>> Start Extract

Showing posts with label co-op. Show all posts
Showing posts with label co-op. Show all posts

Monday, September 12, 2011

Hardcore Scrabble

I tend toward perfectionism, I admit, and toward completionism.  These are (especially together) nearly as often failings as they are virtues.  Still, we all have our own issues and despite my drive toward achievement I tend to shy away from competitive games; I don't like to get into contests that I have no chance of winning.

It's not that I need to win all the time; rather, it's an awareness of my weaknesses.  I'm an overweight asthmatic with a bad knee; I wouldn't enter footrace unless I planned for some reason to place last.  I do enter trivia contests, because at least there I have a chance to rise or fall on my own merits.

This means there's a genre of gaming I tend not to tackle.  I stick to single-player games, whether narrative or competitive, or occasionally to cooperative multiplayer games.  I don't want to put myself in an us-vs-them situation either on my own merits or as the weakest link of a team.  Competition is, of course, easiest with the gaming partner who lives with you, but I'm particularly adverse to competing against my spouse.  It's a level of marital discord that I simply don't need.

But speaking of my spouse, thanks to deals on sites like Groupon and LivingSocial, we manage to get away once or twice a year on little, inexpensive-but-lovely B&B trips in the region.  (There are rather a lot of picturesque country getaways within a 3-hour drive of Washington, DC.)  We take these trips as a time to unplug, but sometimes find ourselves with some quiet afternoon or evening time to fill.

As it turns out, nearly every B&B on Earth seems to have a Scrabble set somewhere.

Not a euphemism: we play Scrabble on vacation.

 Here's the thing I like about playing Scrabble with my husband: we're both terrible at it.

I'm great at thinking of words, but without the right tiles in hand or the right spaces on the board on which to put them, it doesn't matter.  Meanwhile, his strategic sense is better than mine, but I have an unerring ability to steal exactly the letter he was going to build from on his next turn.

We're both awful.  And we're matched 2-2-1 over the last year's worth of trips, from Labor Day weekend 2010 to Labor Day weekend 2011.  And we both stay awful, and thus the games, while competitive, remain fun and not hostile.

Here's the thing about gaming: we really are all designed to overlearn the system.  It's just how games and players work: we look at a system and then we dismantle and master it.  And it's something each of us does methodically (though methods vary), up until the point where the pleasure wears off.

>> End Extract
>> Start Data supplied

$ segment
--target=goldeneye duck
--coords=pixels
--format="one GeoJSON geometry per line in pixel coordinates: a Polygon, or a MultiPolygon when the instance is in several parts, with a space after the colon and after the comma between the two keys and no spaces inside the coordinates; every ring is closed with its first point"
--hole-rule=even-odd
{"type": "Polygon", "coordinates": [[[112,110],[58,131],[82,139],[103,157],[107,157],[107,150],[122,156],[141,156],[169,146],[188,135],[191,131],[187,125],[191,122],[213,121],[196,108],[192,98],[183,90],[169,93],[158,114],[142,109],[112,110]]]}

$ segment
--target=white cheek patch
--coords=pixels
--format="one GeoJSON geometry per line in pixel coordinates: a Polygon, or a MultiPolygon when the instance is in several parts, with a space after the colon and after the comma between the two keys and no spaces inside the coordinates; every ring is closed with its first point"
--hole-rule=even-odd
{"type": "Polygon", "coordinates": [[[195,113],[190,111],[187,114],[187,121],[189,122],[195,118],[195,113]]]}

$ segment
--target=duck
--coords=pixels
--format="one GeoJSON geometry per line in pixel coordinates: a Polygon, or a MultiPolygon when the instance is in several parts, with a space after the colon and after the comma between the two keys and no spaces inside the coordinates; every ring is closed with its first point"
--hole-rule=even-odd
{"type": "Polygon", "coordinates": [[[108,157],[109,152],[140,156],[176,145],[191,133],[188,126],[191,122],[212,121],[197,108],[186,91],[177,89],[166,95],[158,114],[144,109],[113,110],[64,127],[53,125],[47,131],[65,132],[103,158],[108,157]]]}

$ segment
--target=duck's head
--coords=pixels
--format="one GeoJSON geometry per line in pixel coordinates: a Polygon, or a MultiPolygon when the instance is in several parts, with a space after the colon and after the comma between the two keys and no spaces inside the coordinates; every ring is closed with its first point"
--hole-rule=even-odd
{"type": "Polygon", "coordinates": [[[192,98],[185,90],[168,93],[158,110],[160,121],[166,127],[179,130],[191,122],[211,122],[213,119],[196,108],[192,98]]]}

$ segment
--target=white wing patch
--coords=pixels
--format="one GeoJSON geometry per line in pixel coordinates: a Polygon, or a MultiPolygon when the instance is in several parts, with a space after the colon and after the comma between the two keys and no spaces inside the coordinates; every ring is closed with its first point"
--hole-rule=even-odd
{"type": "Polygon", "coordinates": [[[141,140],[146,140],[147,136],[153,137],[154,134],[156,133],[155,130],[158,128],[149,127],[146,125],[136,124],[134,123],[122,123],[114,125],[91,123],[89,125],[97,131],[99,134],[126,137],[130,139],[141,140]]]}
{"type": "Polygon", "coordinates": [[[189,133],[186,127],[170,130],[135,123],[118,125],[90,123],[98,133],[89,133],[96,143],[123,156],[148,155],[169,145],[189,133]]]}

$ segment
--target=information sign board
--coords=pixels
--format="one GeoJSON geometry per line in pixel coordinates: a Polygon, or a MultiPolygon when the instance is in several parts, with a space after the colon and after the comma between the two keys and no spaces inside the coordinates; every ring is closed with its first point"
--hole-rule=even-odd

>> End Data supplied

§ **Work to do**: Continue the blog post on playing Scrabble from the point where it stops. The material is not required for what comes next.

§ **Output of the exercise**:
That "splort" is so damn satisfying.
When the pleasure wears off, some of us quit.  I don't tend to play Fruit Ninja much on my phone anymore, because I reached a mastery plateau: incremental increases in high score take far too much play time, and suck the fun out of the attempt, making it instead a grim, pulp-covered death march to the next "correct" move.  Others double down and find a new pleasure, in the competition itself.  When you've mastered the game, you no longer derive joy from your own high scores -- pssh, of course you're awesome! -- but from knowing your score beats others.

When the going gets tough, some of us go for a walk outside and some of us plan to become national champion.  It takes all sorts.

When we talk about "casual" gamers vs "core gamers," I don't actually think we mean the type of game each camp enjoys.  There are Boggle and Scrabble players who will absolutely school you, and who make it their mission to do so.  Somewhere out there, there's someone who's gotten a 100% and an Ace on every level of Peggle and Peggle Nights.  In EQ2, there are folks out there who are so hardcore into the crafting system (and just the crafting system) that they know more about it than the dev team does.  And no matter who you are, someone out there is way more into (and better at) Wii Tennis than you.  Meanwhile, there are folks who play Call of Duty once or twice a month for fun, gamers who pop into World of Warcraft occasionally just to chat with buddies, and players who don't care about their KTD ratio in Halo or Counter-Strike.

When we collectively talk about gamers and gaming, though, we tend to separate the "casual" and "core" gamers by their preferred genre.  There's a definite dismissive attitude ingrained in the culture: "Mom's not a real gamer, she just plays Facebook games."  And yet, what if she plays them consistantly, constantly, to a point of true mastery?  And of course, even a competitive PvP game isn't really good sport if girls are winning.

From my point of view, I think one of the biggest challenges we have in talking about gaming and gamer populations comes from our whole really being made of two halves.  This is where the constant (and somewhat exhasting) ludonarrative debate comes from, among critics and writers.  In short: when we talk about games, are we talking about their rules and forms of mastery, or about the stories they tell?  Both, or neither?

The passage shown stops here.